→ INPUT
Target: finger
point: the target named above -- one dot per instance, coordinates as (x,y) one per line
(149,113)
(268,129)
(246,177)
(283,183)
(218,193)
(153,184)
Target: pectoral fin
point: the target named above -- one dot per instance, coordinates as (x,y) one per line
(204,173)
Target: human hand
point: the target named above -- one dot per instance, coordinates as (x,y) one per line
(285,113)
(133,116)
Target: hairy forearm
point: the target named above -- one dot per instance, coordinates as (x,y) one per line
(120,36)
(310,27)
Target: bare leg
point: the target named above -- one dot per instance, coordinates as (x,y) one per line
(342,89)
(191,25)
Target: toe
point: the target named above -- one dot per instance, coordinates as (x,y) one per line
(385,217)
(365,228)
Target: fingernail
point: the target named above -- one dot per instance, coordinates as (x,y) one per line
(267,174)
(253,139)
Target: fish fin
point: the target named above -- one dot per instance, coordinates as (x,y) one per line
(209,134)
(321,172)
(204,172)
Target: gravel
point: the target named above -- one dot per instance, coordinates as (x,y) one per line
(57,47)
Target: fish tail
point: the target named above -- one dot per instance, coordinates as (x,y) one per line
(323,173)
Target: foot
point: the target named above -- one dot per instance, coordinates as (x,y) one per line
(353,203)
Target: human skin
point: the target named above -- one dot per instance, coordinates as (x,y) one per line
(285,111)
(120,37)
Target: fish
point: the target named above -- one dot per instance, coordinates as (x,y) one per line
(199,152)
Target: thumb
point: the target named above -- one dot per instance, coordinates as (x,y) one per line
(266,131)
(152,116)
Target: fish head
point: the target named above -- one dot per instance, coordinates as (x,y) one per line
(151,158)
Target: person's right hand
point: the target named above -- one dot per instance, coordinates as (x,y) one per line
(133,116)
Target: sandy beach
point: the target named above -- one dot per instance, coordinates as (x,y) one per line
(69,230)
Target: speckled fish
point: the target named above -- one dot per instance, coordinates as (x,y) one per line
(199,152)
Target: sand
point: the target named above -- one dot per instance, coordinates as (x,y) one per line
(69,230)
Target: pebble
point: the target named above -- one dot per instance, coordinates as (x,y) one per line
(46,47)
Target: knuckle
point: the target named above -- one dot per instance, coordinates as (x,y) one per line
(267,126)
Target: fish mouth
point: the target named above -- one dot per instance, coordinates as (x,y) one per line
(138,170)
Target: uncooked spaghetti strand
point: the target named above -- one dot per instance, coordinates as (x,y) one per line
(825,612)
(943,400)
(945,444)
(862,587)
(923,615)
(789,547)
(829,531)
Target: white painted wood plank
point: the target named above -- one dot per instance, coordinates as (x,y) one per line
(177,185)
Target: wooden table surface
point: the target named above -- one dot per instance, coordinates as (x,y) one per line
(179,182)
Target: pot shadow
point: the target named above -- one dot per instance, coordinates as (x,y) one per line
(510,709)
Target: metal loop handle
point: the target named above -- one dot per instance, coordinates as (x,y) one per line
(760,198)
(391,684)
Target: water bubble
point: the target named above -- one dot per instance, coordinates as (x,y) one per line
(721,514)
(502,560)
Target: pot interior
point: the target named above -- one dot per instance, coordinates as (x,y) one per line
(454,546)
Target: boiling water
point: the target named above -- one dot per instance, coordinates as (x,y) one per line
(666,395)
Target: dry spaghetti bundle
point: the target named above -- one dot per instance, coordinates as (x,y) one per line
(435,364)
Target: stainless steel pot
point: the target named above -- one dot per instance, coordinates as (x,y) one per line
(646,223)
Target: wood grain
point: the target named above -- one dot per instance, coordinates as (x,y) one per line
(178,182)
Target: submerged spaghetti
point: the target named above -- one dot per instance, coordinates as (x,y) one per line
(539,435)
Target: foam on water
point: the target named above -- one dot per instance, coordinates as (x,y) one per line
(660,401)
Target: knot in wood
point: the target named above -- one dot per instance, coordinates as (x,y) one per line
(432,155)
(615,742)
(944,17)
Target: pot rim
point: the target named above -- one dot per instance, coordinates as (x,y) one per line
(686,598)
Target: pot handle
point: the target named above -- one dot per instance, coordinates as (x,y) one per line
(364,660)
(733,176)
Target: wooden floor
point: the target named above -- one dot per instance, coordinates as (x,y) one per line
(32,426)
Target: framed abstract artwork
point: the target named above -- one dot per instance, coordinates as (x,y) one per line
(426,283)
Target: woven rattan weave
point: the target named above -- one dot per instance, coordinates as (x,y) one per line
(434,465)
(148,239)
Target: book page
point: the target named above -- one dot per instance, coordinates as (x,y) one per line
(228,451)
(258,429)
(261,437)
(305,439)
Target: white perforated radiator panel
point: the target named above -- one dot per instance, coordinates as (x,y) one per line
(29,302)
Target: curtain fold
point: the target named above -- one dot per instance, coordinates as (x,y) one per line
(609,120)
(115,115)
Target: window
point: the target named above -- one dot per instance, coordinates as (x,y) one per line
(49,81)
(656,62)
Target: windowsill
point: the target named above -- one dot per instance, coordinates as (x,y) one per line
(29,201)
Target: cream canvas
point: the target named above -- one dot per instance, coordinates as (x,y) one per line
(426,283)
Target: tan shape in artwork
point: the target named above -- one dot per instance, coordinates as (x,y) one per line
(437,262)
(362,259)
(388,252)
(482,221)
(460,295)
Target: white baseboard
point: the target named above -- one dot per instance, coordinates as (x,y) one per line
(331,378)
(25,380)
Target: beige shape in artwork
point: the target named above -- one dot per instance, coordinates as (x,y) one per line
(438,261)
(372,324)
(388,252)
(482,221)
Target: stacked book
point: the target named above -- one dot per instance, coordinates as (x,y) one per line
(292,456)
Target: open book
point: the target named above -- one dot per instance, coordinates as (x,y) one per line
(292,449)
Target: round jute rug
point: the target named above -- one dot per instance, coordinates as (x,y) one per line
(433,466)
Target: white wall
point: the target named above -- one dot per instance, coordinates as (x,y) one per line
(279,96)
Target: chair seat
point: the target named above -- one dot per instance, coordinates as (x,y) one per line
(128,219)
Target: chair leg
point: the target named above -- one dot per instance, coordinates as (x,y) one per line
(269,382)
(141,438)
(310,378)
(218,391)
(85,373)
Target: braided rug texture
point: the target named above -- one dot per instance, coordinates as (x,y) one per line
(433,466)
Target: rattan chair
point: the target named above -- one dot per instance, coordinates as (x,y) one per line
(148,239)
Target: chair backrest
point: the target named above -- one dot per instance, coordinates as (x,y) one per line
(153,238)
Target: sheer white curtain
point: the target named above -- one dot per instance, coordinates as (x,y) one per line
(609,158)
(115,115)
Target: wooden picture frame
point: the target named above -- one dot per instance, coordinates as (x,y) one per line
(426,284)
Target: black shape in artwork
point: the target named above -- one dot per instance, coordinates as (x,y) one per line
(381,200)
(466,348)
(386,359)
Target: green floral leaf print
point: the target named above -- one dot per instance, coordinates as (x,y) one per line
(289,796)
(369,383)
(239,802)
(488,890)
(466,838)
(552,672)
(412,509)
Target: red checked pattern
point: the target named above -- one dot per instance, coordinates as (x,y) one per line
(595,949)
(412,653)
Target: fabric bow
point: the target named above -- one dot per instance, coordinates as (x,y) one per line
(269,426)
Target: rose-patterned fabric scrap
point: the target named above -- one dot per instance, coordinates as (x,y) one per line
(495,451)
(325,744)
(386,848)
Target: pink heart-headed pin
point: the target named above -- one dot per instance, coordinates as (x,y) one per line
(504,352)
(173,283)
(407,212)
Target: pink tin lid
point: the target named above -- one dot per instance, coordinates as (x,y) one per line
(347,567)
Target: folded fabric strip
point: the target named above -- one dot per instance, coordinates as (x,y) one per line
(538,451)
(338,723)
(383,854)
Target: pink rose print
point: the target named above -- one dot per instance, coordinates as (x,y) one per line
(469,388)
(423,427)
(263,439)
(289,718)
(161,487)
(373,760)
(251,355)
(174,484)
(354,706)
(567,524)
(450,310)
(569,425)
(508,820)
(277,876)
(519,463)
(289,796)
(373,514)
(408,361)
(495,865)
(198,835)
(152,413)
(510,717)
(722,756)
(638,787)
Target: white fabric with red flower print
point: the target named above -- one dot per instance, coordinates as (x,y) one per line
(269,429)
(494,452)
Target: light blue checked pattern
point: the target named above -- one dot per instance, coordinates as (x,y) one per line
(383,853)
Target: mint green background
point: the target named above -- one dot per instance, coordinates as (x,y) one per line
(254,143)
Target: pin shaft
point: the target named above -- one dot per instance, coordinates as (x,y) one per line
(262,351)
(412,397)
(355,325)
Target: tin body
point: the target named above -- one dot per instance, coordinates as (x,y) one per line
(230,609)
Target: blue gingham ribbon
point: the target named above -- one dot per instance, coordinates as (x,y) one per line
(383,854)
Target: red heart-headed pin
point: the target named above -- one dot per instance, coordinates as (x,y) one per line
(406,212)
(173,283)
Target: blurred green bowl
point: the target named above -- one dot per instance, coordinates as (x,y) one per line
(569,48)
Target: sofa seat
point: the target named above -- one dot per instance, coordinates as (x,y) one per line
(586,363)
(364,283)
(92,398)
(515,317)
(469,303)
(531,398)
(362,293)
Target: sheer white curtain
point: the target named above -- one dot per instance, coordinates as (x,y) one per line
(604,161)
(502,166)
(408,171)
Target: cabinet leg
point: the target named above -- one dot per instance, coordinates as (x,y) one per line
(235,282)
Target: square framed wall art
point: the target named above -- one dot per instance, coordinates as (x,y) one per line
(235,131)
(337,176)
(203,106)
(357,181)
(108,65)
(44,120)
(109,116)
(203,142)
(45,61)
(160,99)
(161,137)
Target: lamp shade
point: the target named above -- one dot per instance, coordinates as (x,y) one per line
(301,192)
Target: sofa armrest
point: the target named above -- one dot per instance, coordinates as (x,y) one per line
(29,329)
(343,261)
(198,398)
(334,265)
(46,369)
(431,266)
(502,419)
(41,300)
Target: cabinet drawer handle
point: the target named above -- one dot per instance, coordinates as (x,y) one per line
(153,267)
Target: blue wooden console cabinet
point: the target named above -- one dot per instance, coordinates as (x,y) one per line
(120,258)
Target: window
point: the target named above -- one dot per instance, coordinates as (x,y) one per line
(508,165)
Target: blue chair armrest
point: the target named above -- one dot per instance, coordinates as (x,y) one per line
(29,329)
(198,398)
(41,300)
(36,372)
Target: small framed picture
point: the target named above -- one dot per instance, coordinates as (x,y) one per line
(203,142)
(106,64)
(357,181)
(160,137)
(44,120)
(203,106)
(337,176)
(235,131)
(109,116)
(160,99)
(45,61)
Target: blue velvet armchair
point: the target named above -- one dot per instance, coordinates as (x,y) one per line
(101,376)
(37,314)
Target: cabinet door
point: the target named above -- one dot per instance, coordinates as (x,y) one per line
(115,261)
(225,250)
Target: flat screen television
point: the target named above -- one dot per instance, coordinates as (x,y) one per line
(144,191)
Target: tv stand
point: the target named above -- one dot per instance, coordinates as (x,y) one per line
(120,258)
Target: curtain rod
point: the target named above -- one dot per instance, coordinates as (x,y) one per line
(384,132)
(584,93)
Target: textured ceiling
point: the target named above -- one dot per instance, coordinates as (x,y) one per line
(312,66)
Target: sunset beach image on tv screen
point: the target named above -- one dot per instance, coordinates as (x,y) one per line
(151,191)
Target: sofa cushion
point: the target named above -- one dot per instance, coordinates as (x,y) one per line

→ OBJECTIVE
Nothing but the lines from the one with "Target: cabinet door" through the last line should be repeated, each exactly as it stands.

→ EXERCISE RESPONSE
Target: cabinet door
point: the target named above -- one dot per instance, coordinates as (x,y) one per line
(115,261)
(225,250)
Target: flat screen television
point: the target named above -- one dot per instance, coordinates as (x,y) one per line
(144,191)
Target: tv stand
point: the target named above -- one dot per instance, coordinates as (x,y) one per line
(120,258)
Target: curtain rod
point: the target named above -- one dot per instance, coordinates as (x,y) one per line
(384,132)
(584,93)
Target: textured ceiling
point: the target named above -- one dot per instance, coordinates as (x,y) one per line
(312,66)
Target: sunset beach image on tv screen
point: the target named above -- one dot per instance, coordinates as (x,y) one per line
(151,191)
Target: sofa cushion
point: the target named above -- one dot per instance, coordinates as (x,y) one per line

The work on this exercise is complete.